» **CHALLENGE**:
Identify each line of the items below that contains the word "every", and copy those lines.

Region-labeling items
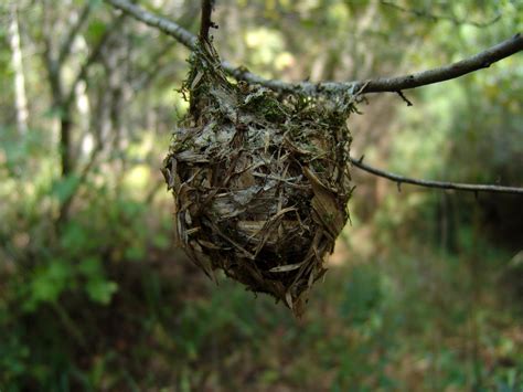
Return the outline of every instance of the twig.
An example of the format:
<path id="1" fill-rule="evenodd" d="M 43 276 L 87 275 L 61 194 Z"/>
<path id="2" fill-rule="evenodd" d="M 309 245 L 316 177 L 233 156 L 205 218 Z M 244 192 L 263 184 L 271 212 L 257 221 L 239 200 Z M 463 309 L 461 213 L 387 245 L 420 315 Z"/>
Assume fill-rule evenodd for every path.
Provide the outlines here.
<path id="1" fill-rule="evenodd" d="M 396 92 L 397 95 L 407 104 L 407 106 L 413 106 L 413 103 L 408 100 L 408 98 L 403 94 L 403 92 L 399 89 Z"/>
<path id="2" fill-rule="evenodd" d="M 132 18 L 161 30 L 166 34 L 173 36 L 189 49 L 194 49 L 198 38 L 183 29 L 179 24 L 166 18 L 158 17 L 142 8 L 130 3 L 128 0 L 104 0 L 113 7 L 126 12 Z M 281 92 L 305 92 L 311 95 L 354 92 L 361 89 L 361 94 L 369 93 L 395 93 L 402 89 L 416 88 L 433 83 L 439 83 L 463 76 L 471 72 L 489 67 L 491 64 L 509 57 L 523 50 L 523 36 L 521 33 L 483 51 L 471 57 L 465 59 L 457 63 L 444 65 L 438 68 L 433 68 L 416 74 L 409 74 L 395 77 L 380 77 L 369 81 L 353 81 L 353 82 L 322 82 L 322 83 L 286 83 L 278 80 L 266 80 L 245 68 L 236 67 L 231 63 L 223 62 L 224 70 L 237 80 L 247 81 L 249 83 L 257 83 L 266 87 L 281 91 Z M 362 88 L 363 87 L 363 88 Z"/>
<path id="3" fill-rule="evenodd" d="M 202 0 L 202 21 L 200 24 L 200 40 L 209 42 L 209 30 L 216 28 L 211 20 L 213 13 L 214 0 Z"/>
<path id="4" fill-rule="evenodd" d="M 401 191 L 402 183 L 410 183 L 413 186 L 425 187 L 425 188 L 437 188 L 437 189 L 449 189 L 456 191 L 466 191 L 466 192 L 493 192 L 493 193 L 512 193 L 512 194 L 523 194 L 523 188 L 516 187 L 499 187 L 499 186 L 488 186 L 488 184 L 472 184 L 472 183 L 458 183 L 458 182 L 447 182 L 447 181 L 430 181 L 421 179 L 413 179 L 408 177 L 398 176 L 387 171 L 383 171 L 372 166 L 363 163 L 363 157 L 361 159 L 349 158 L 351 163 L 356 168 L 367 171 L 374 176 L 386 178 L 393 182 L 396 182 L 398 191 Z"/>
<path id="5" fill-rule="evenodd" d="M 128 0 L 104 0 L 113 7 L 124 11 L 132 18 L 152 27 L 159 29 L 168 35 L 173 36 L 175 40 L 181 42 L 186 47 L 193 50 L 195 47 L 198 38 L 183 29 L 179 24 L 166 19 L 158 17 L 151 12 L 143 10 L 130 3 Z M 478 71 L 490 66 L 502 59 L 509 57 L 523 50 L 523 36 L 517 33 L 514 36 L 505 40 L 481 53 L 478 53 L 469 59 L 460 62 L 445 65 L 439 68 L 428 70 L 417 74 L 396 76 L 396 77 L 384 77 L 369 81 L 355 81 L 348 83 L 337 82 L 324 82 L 319 84 L 302 82 L 302 83 L 286 83 L 277 80 L 265 80 L 258 75 L 245 71 L 245 68 L 235 67 L 227 62 L 223 62 L 224 70 L 237 80 L 244 80 L 250 83 L 262 84 L 266 87 L 282 91 L 282 92 L 295 92 L 302 91 L 309 94 L 321 94 L 321 93 L 337 93 L 337 92 L 359 92 L 359 94 L 366 93 L 397 93 L 401 96 L 402 89 L 420 87 L 427 84 L 449 81 L 468 73 Z M 408 99 L 406 99 L 408 103 Z M 438 188 L 438 189 L 453 189 L 459 191 L 470 191 L 478 193 L 479 191 L 484 192 L 498 192 L 498 193 L 516 193 L 523 194 L 523 188 L 513 187 L 498 187 L 498 186 L 481 186 L 481 184 L 468 184 L 468 183 L 453 183 L 442 181 L 427 181 L 416 180 L 394 173 L 388 173 L 375 169 L 371 166 L 363 163 L 362 160 L 357 161 L 350 158 L 352 165 L 359 169 L 365 170 L 378 177 L 386 178 L 391 181 L 396 182 L 398 189 L 402 183 L 410 183 L 419 187 Z"/>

» **FULL OUTPUT**:
Return the outline of every instance of the twig.
Assume fill-rule evenodd for every path.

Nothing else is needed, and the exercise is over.